### LISTED RECORDS
[Start of section]
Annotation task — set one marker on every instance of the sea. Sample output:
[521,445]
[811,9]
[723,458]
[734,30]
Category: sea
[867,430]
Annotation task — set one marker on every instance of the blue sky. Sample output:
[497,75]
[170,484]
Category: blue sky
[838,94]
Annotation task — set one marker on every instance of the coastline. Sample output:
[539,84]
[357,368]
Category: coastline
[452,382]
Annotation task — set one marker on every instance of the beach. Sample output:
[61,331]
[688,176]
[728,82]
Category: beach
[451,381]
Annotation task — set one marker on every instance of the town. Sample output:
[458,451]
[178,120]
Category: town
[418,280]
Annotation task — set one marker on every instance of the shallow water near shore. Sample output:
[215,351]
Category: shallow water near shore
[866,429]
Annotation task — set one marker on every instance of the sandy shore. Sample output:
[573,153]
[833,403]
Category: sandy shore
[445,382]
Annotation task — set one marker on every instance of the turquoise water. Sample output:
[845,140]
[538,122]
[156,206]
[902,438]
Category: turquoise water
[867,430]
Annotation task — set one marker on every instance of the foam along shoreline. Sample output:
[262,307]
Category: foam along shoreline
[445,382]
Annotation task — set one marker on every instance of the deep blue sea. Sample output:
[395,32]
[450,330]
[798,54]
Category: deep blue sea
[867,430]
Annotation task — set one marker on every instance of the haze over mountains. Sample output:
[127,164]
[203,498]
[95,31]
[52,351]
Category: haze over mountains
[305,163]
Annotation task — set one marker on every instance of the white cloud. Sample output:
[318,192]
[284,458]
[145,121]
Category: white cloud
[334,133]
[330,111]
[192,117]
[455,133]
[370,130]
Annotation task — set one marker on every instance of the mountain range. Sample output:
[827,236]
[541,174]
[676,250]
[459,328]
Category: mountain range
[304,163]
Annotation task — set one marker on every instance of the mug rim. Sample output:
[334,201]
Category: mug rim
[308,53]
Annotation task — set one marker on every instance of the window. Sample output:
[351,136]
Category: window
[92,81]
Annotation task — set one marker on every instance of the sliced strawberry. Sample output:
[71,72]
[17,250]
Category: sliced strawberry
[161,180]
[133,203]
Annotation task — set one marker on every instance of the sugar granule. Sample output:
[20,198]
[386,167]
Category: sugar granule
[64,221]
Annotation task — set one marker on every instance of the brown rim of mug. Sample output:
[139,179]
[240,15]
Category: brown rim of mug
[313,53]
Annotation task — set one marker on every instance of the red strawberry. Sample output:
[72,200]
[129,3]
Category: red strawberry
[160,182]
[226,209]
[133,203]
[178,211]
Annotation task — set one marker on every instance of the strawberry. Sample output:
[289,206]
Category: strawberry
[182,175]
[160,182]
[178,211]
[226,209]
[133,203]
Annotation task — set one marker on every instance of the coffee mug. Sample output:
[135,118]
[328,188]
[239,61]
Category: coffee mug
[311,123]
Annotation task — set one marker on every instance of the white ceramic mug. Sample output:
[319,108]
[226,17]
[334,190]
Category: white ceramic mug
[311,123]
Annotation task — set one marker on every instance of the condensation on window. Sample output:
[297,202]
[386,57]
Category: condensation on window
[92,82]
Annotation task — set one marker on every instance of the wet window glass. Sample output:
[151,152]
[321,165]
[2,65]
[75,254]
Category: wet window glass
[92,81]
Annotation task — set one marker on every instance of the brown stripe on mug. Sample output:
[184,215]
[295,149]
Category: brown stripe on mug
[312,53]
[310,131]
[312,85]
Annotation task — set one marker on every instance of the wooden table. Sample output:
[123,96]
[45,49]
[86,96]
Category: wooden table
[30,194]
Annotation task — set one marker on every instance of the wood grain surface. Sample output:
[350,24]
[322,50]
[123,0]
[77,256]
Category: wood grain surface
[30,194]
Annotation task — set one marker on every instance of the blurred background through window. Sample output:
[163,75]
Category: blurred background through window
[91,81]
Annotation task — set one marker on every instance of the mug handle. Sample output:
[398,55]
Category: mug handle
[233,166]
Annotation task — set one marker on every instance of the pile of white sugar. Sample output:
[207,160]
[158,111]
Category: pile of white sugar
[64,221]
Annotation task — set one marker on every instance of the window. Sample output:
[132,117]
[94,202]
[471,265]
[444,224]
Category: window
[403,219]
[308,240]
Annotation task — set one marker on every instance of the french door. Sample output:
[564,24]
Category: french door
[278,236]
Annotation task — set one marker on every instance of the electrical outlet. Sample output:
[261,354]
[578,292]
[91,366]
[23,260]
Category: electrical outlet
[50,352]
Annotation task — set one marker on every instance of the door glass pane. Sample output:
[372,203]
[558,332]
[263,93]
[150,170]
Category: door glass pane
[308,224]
[End of section]
[Start of section]
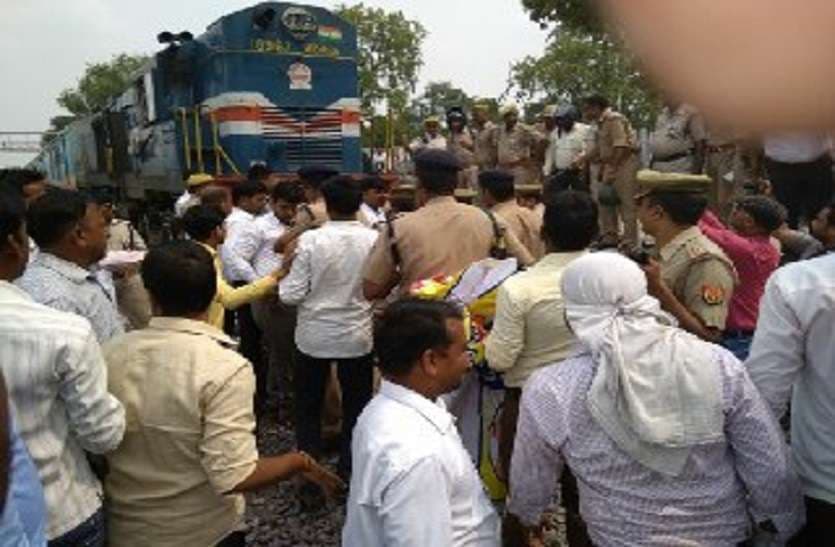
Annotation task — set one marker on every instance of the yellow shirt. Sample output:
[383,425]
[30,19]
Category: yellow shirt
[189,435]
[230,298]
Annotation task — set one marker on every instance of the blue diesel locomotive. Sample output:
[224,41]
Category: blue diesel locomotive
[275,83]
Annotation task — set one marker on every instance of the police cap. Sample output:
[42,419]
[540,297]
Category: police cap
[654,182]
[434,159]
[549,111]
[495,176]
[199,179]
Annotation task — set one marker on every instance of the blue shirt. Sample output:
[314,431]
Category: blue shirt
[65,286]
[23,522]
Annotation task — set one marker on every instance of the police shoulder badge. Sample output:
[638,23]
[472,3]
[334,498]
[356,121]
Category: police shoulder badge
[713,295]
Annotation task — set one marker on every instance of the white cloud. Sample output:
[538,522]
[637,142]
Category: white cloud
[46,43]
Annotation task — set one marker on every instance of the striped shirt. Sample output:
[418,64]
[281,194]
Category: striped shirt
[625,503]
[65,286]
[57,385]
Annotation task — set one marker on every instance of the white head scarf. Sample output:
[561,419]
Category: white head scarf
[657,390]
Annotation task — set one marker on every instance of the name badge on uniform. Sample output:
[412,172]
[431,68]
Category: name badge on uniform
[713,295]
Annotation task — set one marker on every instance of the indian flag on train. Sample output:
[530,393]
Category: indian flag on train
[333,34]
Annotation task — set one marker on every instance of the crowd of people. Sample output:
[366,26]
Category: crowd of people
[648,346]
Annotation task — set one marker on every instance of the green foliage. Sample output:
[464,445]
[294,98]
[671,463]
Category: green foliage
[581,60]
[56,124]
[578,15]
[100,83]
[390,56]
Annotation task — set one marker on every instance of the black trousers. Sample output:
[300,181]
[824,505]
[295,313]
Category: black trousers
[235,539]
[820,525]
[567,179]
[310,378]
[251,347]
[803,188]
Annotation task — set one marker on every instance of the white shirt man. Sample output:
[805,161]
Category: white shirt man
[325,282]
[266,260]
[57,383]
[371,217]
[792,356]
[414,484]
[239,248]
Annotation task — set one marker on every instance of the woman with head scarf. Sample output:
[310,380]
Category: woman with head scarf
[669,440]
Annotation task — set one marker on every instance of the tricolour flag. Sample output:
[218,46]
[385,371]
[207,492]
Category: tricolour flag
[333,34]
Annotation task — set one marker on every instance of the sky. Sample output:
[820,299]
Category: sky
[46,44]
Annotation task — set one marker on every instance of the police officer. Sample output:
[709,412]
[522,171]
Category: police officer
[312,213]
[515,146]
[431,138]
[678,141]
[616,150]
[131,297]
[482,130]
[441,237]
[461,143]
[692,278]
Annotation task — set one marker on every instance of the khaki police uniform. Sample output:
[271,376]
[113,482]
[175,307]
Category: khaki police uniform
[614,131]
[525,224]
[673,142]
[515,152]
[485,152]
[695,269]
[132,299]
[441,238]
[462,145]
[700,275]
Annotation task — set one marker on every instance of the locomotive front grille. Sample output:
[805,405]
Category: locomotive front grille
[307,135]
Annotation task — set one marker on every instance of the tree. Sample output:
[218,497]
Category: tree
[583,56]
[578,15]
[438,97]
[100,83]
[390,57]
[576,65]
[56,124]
[End of section]
### TASK OBJECTIVE
Return only the stretch of the material above from the line holding "Category: white ceramic mug" through the line holding "the wet window", copied exactly.

### SOLUTION TO THE EXERCISE
Category: white ceramic mug
[311,123]
Annotation task — set one marker on every instance of the condensation on window. Sample output:
[297,202]
[386,57]
Category: condensation on window
[92,82]
Annotation task — set one marker on every instance of the wet window glass. Sample output:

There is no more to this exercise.